**TASK REQUIREMENTS:** Each entry below should be reproduced character for character.

**INFORMATION PROVIDED:**

* * *

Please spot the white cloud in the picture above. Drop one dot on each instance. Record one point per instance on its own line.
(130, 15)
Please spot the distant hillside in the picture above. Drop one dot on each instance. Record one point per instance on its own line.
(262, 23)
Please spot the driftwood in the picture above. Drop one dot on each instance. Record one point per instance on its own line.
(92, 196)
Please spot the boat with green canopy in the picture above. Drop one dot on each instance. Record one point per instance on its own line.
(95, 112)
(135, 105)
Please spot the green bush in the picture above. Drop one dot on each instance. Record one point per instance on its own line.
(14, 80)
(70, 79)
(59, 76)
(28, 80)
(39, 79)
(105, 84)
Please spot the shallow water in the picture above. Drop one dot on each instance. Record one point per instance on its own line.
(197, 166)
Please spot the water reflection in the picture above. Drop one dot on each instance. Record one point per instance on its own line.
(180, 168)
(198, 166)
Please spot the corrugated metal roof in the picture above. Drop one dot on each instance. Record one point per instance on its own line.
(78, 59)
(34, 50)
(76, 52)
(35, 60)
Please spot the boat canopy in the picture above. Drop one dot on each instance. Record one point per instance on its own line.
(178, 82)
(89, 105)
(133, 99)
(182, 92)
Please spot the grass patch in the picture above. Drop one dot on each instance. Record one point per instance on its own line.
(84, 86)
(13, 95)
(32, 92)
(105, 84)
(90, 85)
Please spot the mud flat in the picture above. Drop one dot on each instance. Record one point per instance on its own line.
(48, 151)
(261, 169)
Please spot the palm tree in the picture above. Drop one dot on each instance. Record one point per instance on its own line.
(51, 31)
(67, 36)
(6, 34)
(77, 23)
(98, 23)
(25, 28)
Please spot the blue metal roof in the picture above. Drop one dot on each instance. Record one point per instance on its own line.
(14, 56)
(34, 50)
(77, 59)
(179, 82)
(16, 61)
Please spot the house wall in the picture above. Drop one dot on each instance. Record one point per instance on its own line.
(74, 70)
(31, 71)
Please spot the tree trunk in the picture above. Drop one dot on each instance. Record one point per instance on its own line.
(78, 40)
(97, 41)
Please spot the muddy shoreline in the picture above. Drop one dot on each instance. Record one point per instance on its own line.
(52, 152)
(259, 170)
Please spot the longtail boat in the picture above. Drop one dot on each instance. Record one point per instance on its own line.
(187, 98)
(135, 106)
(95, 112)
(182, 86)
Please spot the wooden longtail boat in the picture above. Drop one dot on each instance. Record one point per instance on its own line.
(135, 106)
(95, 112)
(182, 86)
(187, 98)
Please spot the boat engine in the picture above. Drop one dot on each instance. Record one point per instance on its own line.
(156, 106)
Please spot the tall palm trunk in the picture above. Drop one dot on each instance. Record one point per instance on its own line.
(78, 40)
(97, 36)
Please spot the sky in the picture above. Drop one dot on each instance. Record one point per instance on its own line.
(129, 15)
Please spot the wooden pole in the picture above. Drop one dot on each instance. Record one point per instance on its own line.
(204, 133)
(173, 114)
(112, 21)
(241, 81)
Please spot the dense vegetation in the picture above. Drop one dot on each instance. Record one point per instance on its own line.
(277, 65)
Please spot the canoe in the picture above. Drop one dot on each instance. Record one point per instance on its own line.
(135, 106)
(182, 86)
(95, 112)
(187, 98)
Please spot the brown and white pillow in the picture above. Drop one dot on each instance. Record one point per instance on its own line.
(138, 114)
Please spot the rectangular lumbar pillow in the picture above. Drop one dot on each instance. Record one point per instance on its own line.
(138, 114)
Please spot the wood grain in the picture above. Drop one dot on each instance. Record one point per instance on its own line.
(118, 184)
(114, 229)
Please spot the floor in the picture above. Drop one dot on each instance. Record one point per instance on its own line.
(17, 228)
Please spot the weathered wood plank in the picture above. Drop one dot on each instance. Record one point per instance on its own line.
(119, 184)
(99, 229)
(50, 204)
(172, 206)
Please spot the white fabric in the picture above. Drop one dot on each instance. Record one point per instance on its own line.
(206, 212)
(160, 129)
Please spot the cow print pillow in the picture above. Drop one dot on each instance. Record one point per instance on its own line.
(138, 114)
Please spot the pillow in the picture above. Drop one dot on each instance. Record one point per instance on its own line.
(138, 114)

* * *

**YOUR SOLUTION:**
Please spot the white cloud in the picture above. Drop one dot on each instance. Record one point per instance on its own line.
(130, 15)
Please spot the distant hillside in the picture above. Drop one dot on each instance. Record one point per instance on its own line.
(262, 23)
Please spot the driftwood in the picture above. Drop one dot on each instance. Record one point per instance on its own line.
(92, 196)
Please spot the boat with green canopy in the picture above. Drop one dot on each instance. Record one point per instance on its own line.
(95, 112)
(135, 105)
Please spot the green bush in the picture above. Drop one dot on each instance. Record one point per instance on its own line.
(14, 80)
(70, 79)
(59, 76)
(28, 80)
(39, 79)
(105, 84)
Please spot the shallow water in the picture above. Drop one dot on each instance. Record one point per instance on its own line.
(197, 166)
Please spot the water reflection in the picture above. Drop one dot on each instance. Record one point per instance on its own line.
(180, 168)
(198, 166)
Please spot the corrugated metal roof in the picture above. Drop one dot on each instance. Record one point per instance on its own line.
(78, 59)
(34, 50)
(76, 52)
(35, 60)
Please spot the boat canopy in the picture above. Drop one dot on each instance. Record one point per instance on its own line.
(178, 82)
(89, 105)
(133, 99)
(182, 92)
Please spot the grass patch in the picture above. Drop one dot on each instance. Record one point per instance on its own line.
(84, 86)
(13, 95)
(32, 92)
(105, 84)
(90, 85)
Please spot the mud flat in the picture above. Drop one dot on each instance. Record one point per instance on its own line.
(48, 151)
(261, 169)
Please spot the palm tree in the picture above. Drop one dot on each instance. Record one point per instance on its own line.
(51, 31)
(67, 36)
(6, 34)
(77, 23)
(98, 23)
(25, 28)
Please spot the blue metal roof in the picture above. Drop one dot on each instance. Record one point per instance on its own line.
(14, 56)
(34, 50)
(77, 59)
(179, 82)
(16, 61)
Please spot the house wall in the picture above. Drop one dot on each instance. Record one point per instance on its own line.
(74, 70)
(31, 71)
Please spot the tree trunk in the picture above. Drop one dot on each instance. Record one point per instance on its own line.
(78, 40)
(97, 41)
Please spot the muddy shoreline in the picture above. Drop one dot on each instance. Record one point per instance on its own line.
(52, 152)
(259, 170)
Please spot the longtail boat in the picture above. Drop one dot on each instance. Record one point per instance on its own line.
(187, 98)
(135, 106)
(95, 112)
(182, 86)
Please spot the wooden longtail boat in the picture above. Drop one dot on each instance. Record one point per instance on its own line.
(135, 106)
(95, 112)
(182, 86)
(187, 98)
Please spot the boat engine in the picture above. Drop one dot on each instance. Record one point per instance on its own line.
(156, 106)
Please spot the tall palm trunk in the picture above. Drop one dot on each instance. Record one point per instance on its own line.
(78, 40)
(97, 36)
Please spot the sky in the picture above. Drop one dot on each instance. Record one point per instance on its own line.
(129, 15)
Please spot the wooden pole in the picture above. Drop one dot on each instance. Record one point per instance on its own line.
(204, 133)
(173, 114)
(112, 21)
(241, 81)
Please spot the dense vegetation in the picture above. Drop one dot on each instance. Record one point per instance on its own line.
(277, 65)
Please spot the canoe in the picture above. Drop one dot on each instance. Record one point per instance on its own line.
(135, 106)
(182, 86)
(95, 112)
(187, 98)
Please spot the brown and white pillow in the picture above. Drop one dot on each instance. Record one point per instance on its own line.
(138, 114)
Please spot the rectangular lumbar pillow in the picture above. Drop one dot on each instance. Record one point per instance on its own line.
(138, 114)
Please spot the wood grain in the picture above. Drop one dot on each instance. Record one point per instance on its own line.
(118, 184)
(114, 229)
Please spot the floor in the picture above. Drop one dot on each instance. Record one point per instance on its own line.
(17, 228)
Please spot the weathered wood plank in the picture above. Drop one dot on each instance. Record one point per instance on its own line.
(119, 184)
(99, 229)
(50, 204)
(172, 206)
Please spot the white fabric in the picture above. Drop one dot on each instance. Record one point per instance on its own line.
(206, 212)
(160, 129)
Please spot the cow print pillow in the picture above. Drop one dot on each instance. Record one point per instance on its own line.
(138, 114)
Please spot the pillow in the picture above. Drop one dot on each instance. Record one point per instance on its own line.
(138, 114)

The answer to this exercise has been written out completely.